TASK TO COMPLETE:
Write each of the records out again exactly.

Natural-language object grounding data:
^^^^^^^^
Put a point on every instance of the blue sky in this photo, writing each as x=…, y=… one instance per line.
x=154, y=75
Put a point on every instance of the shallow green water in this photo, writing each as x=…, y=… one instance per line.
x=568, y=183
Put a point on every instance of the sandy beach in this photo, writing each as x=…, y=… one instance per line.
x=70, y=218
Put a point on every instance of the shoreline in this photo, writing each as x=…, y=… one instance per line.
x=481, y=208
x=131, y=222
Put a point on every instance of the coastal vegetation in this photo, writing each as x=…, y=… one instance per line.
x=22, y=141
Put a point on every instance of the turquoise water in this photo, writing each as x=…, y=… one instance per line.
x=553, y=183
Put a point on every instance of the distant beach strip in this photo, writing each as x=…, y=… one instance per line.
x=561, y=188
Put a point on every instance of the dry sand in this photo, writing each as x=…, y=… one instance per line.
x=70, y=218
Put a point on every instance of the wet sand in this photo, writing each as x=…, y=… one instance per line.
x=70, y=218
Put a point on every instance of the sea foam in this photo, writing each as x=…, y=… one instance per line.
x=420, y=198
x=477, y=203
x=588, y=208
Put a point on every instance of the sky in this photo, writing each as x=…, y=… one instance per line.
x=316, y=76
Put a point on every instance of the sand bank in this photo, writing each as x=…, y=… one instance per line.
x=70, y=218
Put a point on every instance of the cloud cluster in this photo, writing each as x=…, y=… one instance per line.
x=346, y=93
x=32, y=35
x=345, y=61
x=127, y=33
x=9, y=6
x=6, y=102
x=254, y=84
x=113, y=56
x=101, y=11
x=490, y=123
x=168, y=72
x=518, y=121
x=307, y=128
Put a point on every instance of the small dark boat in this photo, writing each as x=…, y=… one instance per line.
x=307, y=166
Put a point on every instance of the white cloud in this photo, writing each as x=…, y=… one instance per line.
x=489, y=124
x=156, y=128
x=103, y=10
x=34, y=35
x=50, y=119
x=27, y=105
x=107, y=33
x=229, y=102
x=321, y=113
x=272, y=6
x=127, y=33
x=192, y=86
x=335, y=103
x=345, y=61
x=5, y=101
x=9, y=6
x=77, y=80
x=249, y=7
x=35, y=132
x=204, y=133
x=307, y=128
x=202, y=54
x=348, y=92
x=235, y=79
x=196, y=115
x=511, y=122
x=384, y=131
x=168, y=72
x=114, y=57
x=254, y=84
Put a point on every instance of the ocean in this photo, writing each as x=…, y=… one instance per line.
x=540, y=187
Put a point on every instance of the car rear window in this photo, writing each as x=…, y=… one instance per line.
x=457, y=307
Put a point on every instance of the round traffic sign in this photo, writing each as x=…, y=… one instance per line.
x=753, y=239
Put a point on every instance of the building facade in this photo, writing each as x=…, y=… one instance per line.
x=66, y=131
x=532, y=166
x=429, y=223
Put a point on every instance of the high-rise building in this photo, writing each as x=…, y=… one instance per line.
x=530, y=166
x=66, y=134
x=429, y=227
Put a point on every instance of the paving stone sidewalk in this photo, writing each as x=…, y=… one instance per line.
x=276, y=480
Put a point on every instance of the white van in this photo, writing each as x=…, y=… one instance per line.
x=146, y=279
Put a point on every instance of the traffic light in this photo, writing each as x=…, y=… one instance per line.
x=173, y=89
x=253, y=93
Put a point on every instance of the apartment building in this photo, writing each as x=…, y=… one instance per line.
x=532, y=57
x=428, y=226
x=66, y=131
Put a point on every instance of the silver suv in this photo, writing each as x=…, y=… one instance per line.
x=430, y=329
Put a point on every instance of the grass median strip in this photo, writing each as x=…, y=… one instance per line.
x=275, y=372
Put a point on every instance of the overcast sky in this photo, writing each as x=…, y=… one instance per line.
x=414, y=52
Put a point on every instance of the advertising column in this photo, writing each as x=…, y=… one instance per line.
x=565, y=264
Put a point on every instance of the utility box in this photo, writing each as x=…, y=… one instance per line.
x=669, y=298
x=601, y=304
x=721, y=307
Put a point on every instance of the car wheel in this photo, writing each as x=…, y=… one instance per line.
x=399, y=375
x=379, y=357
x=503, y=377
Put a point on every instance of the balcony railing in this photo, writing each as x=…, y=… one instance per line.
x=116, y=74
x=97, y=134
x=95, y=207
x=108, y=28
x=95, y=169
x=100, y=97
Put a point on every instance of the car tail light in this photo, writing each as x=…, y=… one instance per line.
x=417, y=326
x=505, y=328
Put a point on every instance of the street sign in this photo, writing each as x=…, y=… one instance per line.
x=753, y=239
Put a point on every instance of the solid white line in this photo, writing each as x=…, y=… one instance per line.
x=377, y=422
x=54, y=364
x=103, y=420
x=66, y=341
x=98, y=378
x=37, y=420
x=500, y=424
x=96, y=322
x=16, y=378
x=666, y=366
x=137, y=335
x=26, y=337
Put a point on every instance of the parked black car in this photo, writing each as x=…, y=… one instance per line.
^^^^^^^^
TASK RESPONSE:
Put a point on every instance of the blue sky in this photo, writing each as x=…, y=… one instance per line.
x=154, y=75
Put a point on every instance of the shallow green water in this photo, writing each as x=…, y=… one instance per line.
x=568, y=183
Put a point on every instance of the sandy beach in this photo, writing each as x=…, y=… one instance per line.
x=70, y=218
Put a point on every instance of the shoreline in this photo, writing each as x=…, y=… one instance per line.
x=481, y=208
x=131, y=222
Put a point on every instance of the coastal vegetation in this photo, writing each as x=…, y=… one instance per line.
x=22, y=141
Put a point on every instance of the turquoise water in this photo, writing each as x=…, y=… one instance per line.
x=553, y=183
Put a point on every instance of the distant beach strip in this photo, writing each as x=…, y=… one instance per line.
x=561, y=188
Put a point on every instance of the dry sand in this photo, writing each as x=…, y=… one instance per line.
x=70, y=218
Put a point on every instance of the wet sand in this photo, writing each as x=…, y=… one instance per line.
x=70, y=218
Put a point on every instance of the sea foam in this photo, writing each as x=…, y=… one instance per line.
x=420, y=198
x=477, y=203
x=588, y=208
Put a point on every instance of the sky in this photo, writing each as x=…, y=… one instance per line.
x=316, y=76
Put a point on every instance of the sand bank in this photo, writing each as x=…, y=… one instance per line.
x=70, y=218
Put a point on every instance of the cloud cluster in this photo, writing each as x=…, y=… one instance per line.
x=346, y=93
x=32, y=35
x=345, y=61
x=127, y=33
x=9, y=6
x=6, y=102
x=254, y=84
x=113, y=56
x=101, y=11
x=490, y=123
x=168, y=72
x=518, y=121
x=307, y=128
Put a point on every instance of the small dark boat in this photo, writing each as x=…, y=… one instance per line.
x=307, y=166
Put a point on every instance of the white cloud in this photo, writing each as x=…, y=… one instance per line.
x=489, y=124
x=156, y=128
x=103, y=10
x=34, y=35
x=50, y=119
x=27, y=105
x=107, y=33
x=229, y=102
x=321, y=113
x=272, y=6
x=127, y=33
x=192, y=86
x=335, y=103
x=345, y=61
x=5, y=101
x=9, y=6
x=77, y=80
x=249, y=7
x=35, y=132
x=204, y=133
x=307, y=128
x=202, y=54
x=348, y=92
x=235, y=79
x=196, y=115
x=511, y=122
x=384, y=131
x=168, y=72
x=114, y=57
x=254, y=84
Put a point on every instance of the ocean in this photo, writing each as x=…, y=… one instance per line.
x=540, y=187
Put a point on every instance of the car rear window in this photo, writing each as x=…, y=… one instance per line.
x=457, y=307
Put a point on every instance of the round traffic sign in this photo, writing each as x=…, y=… one instance per line.
x=753, y=239
Put a point on every instance of the building facade in this photo, writing each as x=…, y=… one instance per line.
x=66, y=131
x=532, y=166
x=429, y=223
Put a point on every instance of the high-rise building in this photo, writing each as x=…, y=… one instance per line.
x=530, y=166
x=66, y=134
x=429, y=227
Put a point on every instance of the paving stone sidewalk in this photo, writing each as x=…, y=… one instance per line.
x=276, y=480
Put a point on every instance of the white van in this photo, writing each as x=…, y=… one instance per line.
x=146, y=279
Put a point on every instance of the traffic light in this photo, writing each as x=…, y=… one instance per line.
x=173, y=89
x=253, y=93
Put a point on every instance of the apartment building in this photo, writing each as x=…, y=… one instance per line.
x=532, y=57
x=428, y=226
x=66, y=131
Put a point on every instance of the silver suv in this photo, writing each as x=…, y=… one instance per line.
x=430, y=329
Put a point on every instance of the grass median strip in this photo, writing each as x=…, y=… one instance per line.
x=275, y=372
Put a point on every instance of the overcast sky in this photo, writing each as x=…, y=… one instance per line.
x=414, y=52
Put a point on every instance of the advertising column in this photo, writing each as x=…, y=… one instance per line.
x=565, y=264
Put a point on every instance of the utility box in this photo, writing each as x=…, y=… one instance per line.
x=669, y=298
x=601, y=304
x=721, y=307
Put a point on every instance of the car wheel in this photo, writing each as x=…, y=… one instance per line.
x=399, y=375
x=379, y=357
x=503, y=377
Put a point on every instance of the balcony railing in this photo, writing each as x=…, y=… one instance per line.
x=116, y=74
x=97, y=134
x=95, y=207
x=108, y=28
x=95, y=169
x=100, y=97
Put a point on every instance of the car tail light in this photo, writing each as x=…, y=… one instance per line.
x=417, y=326
x=505, y=328
Put a point on every instance of the street sign in this photo, writing each as x=…, y=… one instance per line.
x=753, y=239
Put a point on every instance of the solid white line in this photo, writing each as x=…, y=… one instance per line.
x=377, y=422
x=54, y=364
x=103, y=420
x=66, y=341
x=98, y=378
x=37, y=420
x=500, y=424
x=96, y=322
x=16, y=378
x=666, y=366
x=137, y=335
x=26, y=337
Put a point on every instance of the parked black car in this photo, writing each as x=…, y=… one instance per line.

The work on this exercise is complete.